(Exercise description) Retype word for word the passage of the article on the federal medical marijuana policy shift, starting at "Kriho added that" and ending at "stores are taxed.".

Categorized | Featured Stories, Legal

Obama Administration Unveils Big Policy Shift On Medical Pot

By Gene Davis, DENVER DAILY NEWS
Colorado’s medical marijuana industry exhaled in relief Monday after President Barack Obama’s administration announced that federal attorneys shouldn’t prosecute medical marijuana dispensaries or legal users in states like Colorado where the drug has been legalized.
Meanwhile, Colorado Attorney General John Suthers is claiming that he and other law enforcement agencies are in a “legal vacuum” and need for state lawmakers to come up with substantial regulations for the booming industry.
Monday’s policy memo from the Justice Department was a dramatic turnaround from the policy established by President George W. Bush. Previously, federal attorneys were encouraged to enforce the federal law against marijuana. Colorado technically legalized medical marijuana in 2000 via the voter-approved Amendment 20, but a conflict between federal and state laws has kept the industry in a legal haze.
“We’re definitely happy that the government has taken a sensible, common sense view on this issue,” said Brian Vicente of Sensible Colorado, a medical marijuana advocacy group. “I think it shows they have a level of compassion towards sick patients.”
Suthers is in the process of meeting with local law enforcement agencies on possible ideas for how to regulate the industry. Medical marijuana advocates wrote Amendment 20 and the initiative doesn’t mention marijuana dispensaries or grow operations, much less a way to regulate them.
“For the U.S. Attorney General’s new policy to have any significance for Colorado, our state lawmakers must give clarification to Amendment 20 and create a regulatory scheme for the growing medical marijuana industry,” Suthers said in a statement.
Vicente said he is cautiously optimistic about possible regulations that Suthers and lawmakers might come up with going forward. He said that the Colorado government and attorney general have historically tried to undermine Amendment 20 in the past. But with the Obama administration blatantly saying that resources shouldn’t be wasted prosecuting legal users and caregivers in the marijuana industry who are following state law, he hopes for a “more open and honest discussion” going forward.

Support for reform
Andy Cookston of Cannabis Medical, one of Denver’s first medical marijuana dispensaries, and Laura Kriho of the Cannabis Therapy Institute, a medical marijuana advocacy group, both agree that the industry needs to be regulated.
Cookston compared the current Colorado medical marijuana field to the United States immediately following prohibition. Right now, everyone is running “hog wild” and regulation could help straighten out the industry while also getting rid of the marijuana underground market, he said.
Kriho added that regulation could help the medical marijuana patients feel safer.
“I don’t think the Attorney General wants cancer patients buying cannabis in back alleys,” she said.
Potential regulations could range from not allowing marijuana dispensaries to be near schools to taxing dispensaries similar to how liquor stores are taxed.
Cookston hopes there will be a regulation that would establish some kind of documented paperwork for the transfer of marijuana. Right now, some growers are going to his dispensary with questionable paperwork trying to sell him marijuana. An established documentation process would let dispensary owners like himself know who is legitimate and legal and who is not, he said.
Because Suthers is only meeting with law enforcement officials at this point, it is premature for him to support any specific measures or proposals on marijuana regulation, said Suthers’ office.

(Images for locating objects)
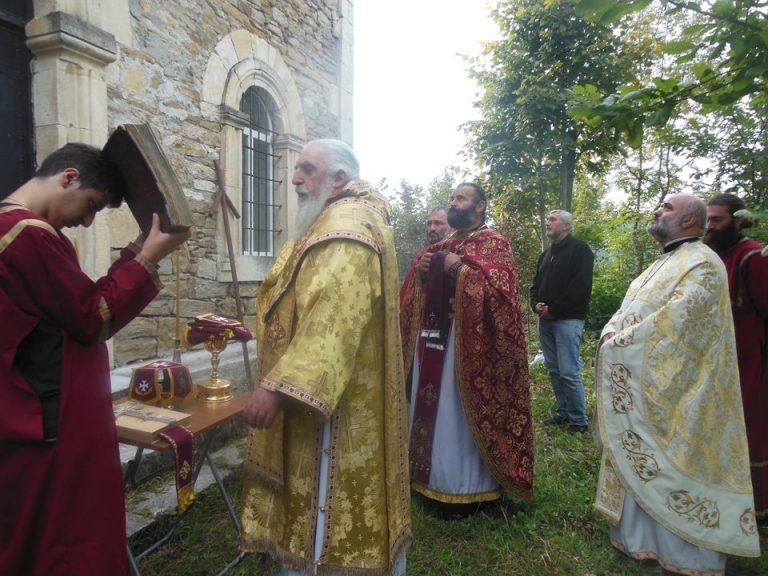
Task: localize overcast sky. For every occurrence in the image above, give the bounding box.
[354,0,498,192]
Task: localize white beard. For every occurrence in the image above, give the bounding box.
[292,180,333,240]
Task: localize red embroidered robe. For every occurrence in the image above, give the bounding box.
[400,229,533,496]
[0,207,159,576]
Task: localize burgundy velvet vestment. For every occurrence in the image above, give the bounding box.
[720,238,768,514]
[0,204,159,576]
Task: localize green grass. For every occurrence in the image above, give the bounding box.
[132,368,768,576]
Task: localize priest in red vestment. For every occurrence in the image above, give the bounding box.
[704,194,768,524]
[0,144,188,576]
[400,183,533,512]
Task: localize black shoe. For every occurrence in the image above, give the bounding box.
[541,414,568,426]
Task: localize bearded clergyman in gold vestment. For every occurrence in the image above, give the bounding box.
[241,140,411,576]
[595,194,760,576]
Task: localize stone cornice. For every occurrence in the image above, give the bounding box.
[25,12,117,65]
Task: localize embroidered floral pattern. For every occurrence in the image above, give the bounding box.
[610,364,634,414]
[619,430,659,482]
[739,508,757,536]
[667,490,720,528]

(Result below)
Kriho added that regulation could help the medical marijuana patients feel safer.
“I don’t think the Attorney General wants cancer patients buying cannabis in back alleys,” she said.
Potential regulations could range from not allowing marijuana dispensaries to be near schools to taxing dispensaries similar to how liquor stores are taxed.